◆ Data untuk Diolah:
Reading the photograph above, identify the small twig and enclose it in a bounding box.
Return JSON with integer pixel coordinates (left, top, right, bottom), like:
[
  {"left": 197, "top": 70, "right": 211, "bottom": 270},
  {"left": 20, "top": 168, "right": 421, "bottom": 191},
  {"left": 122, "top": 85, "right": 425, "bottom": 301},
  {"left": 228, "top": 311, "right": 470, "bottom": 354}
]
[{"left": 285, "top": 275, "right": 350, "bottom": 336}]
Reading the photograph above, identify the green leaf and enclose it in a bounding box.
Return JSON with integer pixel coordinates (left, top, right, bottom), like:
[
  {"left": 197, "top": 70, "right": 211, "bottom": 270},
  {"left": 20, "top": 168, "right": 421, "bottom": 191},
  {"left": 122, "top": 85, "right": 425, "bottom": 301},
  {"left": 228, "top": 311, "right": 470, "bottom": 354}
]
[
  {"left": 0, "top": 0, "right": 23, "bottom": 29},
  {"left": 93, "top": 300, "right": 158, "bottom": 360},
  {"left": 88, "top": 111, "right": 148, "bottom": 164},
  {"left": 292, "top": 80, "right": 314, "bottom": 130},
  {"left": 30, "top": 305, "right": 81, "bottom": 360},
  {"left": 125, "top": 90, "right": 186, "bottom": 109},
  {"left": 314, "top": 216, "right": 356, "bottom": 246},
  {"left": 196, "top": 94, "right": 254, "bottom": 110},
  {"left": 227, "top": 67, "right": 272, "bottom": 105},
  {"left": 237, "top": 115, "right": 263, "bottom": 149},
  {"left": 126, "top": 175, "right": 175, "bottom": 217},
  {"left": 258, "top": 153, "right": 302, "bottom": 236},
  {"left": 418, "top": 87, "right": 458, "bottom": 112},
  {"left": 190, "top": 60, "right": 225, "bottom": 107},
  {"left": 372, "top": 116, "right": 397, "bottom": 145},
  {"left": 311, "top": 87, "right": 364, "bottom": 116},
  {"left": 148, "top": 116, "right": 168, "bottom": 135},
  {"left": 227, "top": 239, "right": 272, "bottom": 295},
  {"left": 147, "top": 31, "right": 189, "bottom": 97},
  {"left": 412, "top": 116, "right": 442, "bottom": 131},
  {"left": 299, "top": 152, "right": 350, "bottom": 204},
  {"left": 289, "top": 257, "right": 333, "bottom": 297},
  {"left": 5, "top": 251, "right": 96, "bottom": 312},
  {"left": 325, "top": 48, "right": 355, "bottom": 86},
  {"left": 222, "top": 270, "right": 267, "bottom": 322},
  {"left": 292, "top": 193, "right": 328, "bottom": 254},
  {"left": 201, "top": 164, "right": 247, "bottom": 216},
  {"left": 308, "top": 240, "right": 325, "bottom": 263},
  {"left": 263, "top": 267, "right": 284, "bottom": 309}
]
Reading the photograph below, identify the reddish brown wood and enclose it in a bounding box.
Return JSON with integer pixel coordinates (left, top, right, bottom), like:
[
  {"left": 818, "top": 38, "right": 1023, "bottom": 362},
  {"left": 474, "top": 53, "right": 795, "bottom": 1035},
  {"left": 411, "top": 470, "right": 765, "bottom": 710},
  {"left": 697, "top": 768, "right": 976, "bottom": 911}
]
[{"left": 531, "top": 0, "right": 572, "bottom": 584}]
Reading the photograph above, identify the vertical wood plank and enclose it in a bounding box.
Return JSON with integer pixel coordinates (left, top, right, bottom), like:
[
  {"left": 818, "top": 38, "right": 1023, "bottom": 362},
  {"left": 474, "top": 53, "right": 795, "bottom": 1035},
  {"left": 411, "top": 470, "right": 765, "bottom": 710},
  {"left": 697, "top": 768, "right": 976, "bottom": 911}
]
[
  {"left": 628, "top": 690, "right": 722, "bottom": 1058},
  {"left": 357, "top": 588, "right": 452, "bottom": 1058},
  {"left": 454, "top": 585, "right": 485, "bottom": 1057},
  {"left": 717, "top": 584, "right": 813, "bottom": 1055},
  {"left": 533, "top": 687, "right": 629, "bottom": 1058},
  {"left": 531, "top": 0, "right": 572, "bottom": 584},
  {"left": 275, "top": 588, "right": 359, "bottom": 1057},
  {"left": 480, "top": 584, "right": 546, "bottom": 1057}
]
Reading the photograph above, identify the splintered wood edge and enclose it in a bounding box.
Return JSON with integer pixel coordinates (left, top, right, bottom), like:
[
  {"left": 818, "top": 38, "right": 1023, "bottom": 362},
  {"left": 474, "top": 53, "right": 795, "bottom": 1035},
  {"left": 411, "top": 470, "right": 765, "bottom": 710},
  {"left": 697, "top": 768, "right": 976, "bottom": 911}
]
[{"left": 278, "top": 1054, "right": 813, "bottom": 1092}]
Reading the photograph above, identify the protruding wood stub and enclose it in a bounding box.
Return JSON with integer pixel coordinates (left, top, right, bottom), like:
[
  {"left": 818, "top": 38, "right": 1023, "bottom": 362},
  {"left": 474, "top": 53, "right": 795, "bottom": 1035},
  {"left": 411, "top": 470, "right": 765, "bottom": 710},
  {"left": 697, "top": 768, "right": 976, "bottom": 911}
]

◆ Tujuan:
Bisakah Anda menyalin ulang bagian data dari baris yang memuat "Reading the photograph below, identify" sampai akhir data, termasuk permintaannya, dengan menyekalakan setiap angka koordinat pada jawaban menjadi 0,5 kali lipat lalu membulatkannya ke bilangan bulat (nilai setengah dibulatkan ke atas)? Angka dalam permintaan dan contoh formatnya dibiarkan tetap.

◆ Hasil Tugas:
Reading the photograph below, identify the reddish brown wood and enclose it in a bounding box.
Return JSON with integer pixel coordinates (left, top, right, bottom), like:
[
  {"left": 818, "top": 38, "right": 1023, "bottom": 362},
  {"left": 474, "top": 53, "right": 795, "bottom": 1035},
  {"left": 411, "top": 470, "right": 765, "bottom": 710},
  {"left": 697, "top": 768, "right": 976, "bottom": 911}
]
[{"left": 266, "top": 0, "right": 286, "bottom": 292}]
Reading the photograph above, identify the vertical wood plank and enclose it in a bounding box.
Return JSON with integer pixel coordinates (left, top, right, bottom), like:
[
  {"left": 818, "top": 38, "right": 1023, "bottom": 362},
  {"left": 474, "top": 53, "right": 795, "bottom": 1035},
  {"left": 411, "top": 470, "right": 765, "bottom": 710},
  {"left": 697, "top": 768, "right": 976, "bottom": 911}
]
[
  {"left": 314, "top": 345, "right": 361, "bottom": 529},
  {"left": 179, "top": 294, "right": 226, "bottom": 529},
  {"left": 227, "top": 293, "right": 243, "bottom": 529},
  {"left": 359, "top": 292, "right": 407, "bottom": 528},
  {"left": 267, "top": 344, "right": 315, "bottom": 529},
  {"left": 266, "top": 0, "right": 286, "bottom": 292},
  {"left": 138, "top": 294, "right": 180, "bottom": 529},
  {"left": 240, "top": 292, "right": 273, "bottom": 529}
]
Reading the photograph above, identify the splintered wood edge and enclose it in a bounding box.
Return JSON with integer pixel coordinates (left, top, right, bottom), like:
[
  {"left": 818, "top": 38, "right": 1023, "bottom": 362},
  {"left": 474, "top": 53, "right": 795, "bottom": 1035},
  {"left": 411, "top": 470, "right": 765, "bottom": 710},
  {"left": 697, "top": 768, "right": 976, "bottom": 911}
]
[{"left": 139, "top": 527, "right": 407, "bottom": 546}]
Reading the photograph above, identify the protruding wood stub and enclose it in a bounding box.
Return JSON with integer pixel coordinates (left, top, right, bottom), like:
[
  {"left": 818, "top": 38, "right": 1023, "bottom": 362},
  {"left": 474, "top": 53, "right": 795, "bottom": 1035},
  {"left": 411, "top": 470, "right": 765, "bottom": 710},
  {"left": 697, "top": 768, "right": 976, "bottom": 911}
]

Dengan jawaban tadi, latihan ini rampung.